>> BEGIN

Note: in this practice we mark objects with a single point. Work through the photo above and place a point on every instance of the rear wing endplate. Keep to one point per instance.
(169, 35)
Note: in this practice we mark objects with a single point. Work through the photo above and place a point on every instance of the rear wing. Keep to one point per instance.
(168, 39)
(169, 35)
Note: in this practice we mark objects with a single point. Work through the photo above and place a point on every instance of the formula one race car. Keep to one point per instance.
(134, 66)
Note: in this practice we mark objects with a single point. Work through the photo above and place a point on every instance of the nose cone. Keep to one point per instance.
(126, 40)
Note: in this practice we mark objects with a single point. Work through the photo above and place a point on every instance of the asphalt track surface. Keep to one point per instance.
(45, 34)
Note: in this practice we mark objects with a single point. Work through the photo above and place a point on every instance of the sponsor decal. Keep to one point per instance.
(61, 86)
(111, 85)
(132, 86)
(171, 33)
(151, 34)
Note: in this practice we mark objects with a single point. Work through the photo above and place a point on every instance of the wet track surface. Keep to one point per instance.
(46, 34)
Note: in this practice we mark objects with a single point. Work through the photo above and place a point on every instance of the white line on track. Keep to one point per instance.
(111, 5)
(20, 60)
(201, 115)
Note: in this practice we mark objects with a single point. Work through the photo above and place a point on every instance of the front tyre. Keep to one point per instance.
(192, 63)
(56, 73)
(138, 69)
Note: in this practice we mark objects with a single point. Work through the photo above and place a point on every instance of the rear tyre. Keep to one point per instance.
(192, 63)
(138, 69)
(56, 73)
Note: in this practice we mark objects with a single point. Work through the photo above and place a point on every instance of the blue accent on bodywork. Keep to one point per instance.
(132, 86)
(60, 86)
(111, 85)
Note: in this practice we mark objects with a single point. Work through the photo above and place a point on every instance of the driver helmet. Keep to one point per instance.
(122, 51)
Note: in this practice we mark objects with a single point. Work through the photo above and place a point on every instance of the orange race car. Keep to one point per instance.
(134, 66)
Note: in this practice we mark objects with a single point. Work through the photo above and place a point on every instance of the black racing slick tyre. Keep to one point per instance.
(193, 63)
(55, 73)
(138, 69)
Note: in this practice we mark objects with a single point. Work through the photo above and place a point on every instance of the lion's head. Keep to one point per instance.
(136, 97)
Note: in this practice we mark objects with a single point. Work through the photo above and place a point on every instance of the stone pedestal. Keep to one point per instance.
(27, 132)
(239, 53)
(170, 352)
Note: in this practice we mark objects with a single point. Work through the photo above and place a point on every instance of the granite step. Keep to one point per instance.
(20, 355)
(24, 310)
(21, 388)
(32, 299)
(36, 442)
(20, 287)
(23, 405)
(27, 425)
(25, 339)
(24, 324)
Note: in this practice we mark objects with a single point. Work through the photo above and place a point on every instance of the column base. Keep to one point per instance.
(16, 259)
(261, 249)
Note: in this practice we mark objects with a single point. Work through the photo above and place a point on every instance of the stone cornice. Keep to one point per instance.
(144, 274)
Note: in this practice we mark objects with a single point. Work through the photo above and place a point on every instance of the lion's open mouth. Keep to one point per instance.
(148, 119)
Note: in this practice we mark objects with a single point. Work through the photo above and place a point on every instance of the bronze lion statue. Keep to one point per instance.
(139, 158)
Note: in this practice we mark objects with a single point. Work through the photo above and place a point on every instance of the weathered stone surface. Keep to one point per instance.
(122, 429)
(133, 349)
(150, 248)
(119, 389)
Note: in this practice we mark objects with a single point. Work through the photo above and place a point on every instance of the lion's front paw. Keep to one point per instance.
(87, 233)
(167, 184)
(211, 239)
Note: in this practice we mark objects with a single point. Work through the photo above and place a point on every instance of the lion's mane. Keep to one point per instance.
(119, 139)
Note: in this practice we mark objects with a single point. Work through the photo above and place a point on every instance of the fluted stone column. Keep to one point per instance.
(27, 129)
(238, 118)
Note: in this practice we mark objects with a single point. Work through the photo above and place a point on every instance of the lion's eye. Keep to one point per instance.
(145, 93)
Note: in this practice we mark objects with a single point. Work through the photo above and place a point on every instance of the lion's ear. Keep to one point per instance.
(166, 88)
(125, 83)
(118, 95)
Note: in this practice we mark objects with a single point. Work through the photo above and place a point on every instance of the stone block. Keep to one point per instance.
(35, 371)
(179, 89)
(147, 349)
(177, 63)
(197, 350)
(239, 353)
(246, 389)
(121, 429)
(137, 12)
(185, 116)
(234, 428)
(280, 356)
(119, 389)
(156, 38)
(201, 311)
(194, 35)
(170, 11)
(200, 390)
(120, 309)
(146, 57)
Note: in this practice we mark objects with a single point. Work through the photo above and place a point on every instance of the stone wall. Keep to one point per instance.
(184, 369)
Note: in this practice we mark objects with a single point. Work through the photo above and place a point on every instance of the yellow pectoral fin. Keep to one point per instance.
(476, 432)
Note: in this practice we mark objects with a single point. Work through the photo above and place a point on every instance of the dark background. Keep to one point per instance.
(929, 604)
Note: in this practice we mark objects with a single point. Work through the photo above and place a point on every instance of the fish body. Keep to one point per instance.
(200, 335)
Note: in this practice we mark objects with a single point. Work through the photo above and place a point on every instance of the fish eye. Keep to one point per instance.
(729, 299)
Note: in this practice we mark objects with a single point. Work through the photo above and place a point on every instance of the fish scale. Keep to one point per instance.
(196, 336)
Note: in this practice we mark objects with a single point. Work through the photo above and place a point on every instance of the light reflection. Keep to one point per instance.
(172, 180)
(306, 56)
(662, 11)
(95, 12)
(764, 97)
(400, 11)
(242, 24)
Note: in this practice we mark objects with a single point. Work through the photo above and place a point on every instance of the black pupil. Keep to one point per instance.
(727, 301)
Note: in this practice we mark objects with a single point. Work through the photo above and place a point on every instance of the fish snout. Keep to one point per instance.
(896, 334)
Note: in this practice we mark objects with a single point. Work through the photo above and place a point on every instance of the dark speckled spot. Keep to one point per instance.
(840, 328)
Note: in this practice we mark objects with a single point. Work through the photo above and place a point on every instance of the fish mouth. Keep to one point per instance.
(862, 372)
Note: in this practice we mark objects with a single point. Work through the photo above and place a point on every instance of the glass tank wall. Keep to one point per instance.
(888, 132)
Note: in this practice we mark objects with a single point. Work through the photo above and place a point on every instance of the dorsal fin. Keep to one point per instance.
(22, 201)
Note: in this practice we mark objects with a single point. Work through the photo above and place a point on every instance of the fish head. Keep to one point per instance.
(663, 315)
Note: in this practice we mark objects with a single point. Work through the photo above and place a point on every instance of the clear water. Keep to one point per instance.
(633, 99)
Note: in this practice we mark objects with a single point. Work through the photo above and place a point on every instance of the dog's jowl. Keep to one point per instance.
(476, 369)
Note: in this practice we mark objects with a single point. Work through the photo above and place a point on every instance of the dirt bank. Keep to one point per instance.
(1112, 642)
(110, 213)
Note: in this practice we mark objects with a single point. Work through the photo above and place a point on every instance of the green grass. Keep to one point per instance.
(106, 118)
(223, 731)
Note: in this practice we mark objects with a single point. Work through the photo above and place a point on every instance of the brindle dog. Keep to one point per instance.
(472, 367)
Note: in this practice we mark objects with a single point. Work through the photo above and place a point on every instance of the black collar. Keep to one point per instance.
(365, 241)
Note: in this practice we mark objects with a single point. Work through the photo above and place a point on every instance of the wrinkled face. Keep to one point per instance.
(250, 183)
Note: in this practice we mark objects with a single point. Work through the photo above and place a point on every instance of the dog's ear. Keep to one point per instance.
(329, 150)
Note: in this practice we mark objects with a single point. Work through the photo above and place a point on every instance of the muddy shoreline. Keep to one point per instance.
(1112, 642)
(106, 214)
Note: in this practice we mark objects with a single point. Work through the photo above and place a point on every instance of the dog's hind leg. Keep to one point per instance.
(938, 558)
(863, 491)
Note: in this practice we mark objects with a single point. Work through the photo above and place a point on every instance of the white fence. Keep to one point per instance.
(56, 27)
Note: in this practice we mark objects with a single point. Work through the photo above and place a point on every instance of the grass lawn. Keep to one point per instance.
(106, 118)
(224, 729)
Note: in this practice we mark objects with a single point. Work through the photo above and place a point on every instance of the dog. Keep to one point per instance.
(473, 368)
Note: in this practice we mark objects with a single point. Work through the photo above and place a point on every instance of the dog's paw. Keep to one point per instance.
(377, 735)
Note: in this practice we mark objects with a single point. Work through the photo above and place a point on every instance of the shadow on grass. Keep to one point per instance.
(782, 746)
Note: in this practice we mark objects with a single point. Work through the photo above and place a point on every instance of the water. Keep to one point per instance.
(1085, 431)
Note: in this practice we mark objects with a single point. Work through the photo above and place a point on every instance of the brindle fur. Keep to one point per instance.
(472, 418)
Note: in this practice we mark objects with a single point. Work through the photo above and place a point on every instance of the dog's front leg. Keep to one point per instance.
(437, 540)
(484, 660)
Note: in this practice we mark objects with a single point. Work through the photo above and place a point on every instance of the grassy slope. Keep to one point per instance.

>> END

— DO THIS —
Starting at the line that contains "dog's paw. Keep to one point per instance." and ending with the last line of the records, write out every line again, including those without coordinates. Add 30 to each number in the point coordinates.

— WRITTEN RESPONSE —
Note: in this practice we mark objects with a single point. Work through the photo above and place a point on every instance of the dog's paw. Keep to one point per instance.
(407, 765)
Note: in this practice we mark objects with a single point. Work through the photo above and place a point on every instance of the shadow on grass. Keep to one point per instance.
(812, 776)
Note: in this practice we mark objects with a single point. Work through the photo above and place a point on every instance of the water. Keep to one point per instance.
(1115, 461)
Note: in this practice we mark objects with a single point. Work through the photo above and place a point on every instance of the brindle fur. Keep to one point per instance.
(502, 448)
Note: in this practice we mark objects with a single point. Work through the photo above and place a point on every instance of the dog's front leg. Keep to one point per instance.
(467, 570)
(514, 690)
Note: in this practice we mark objects with a single point. Work through the photo above and place a point on every instance of the grassy slope. Keep to one point per instance.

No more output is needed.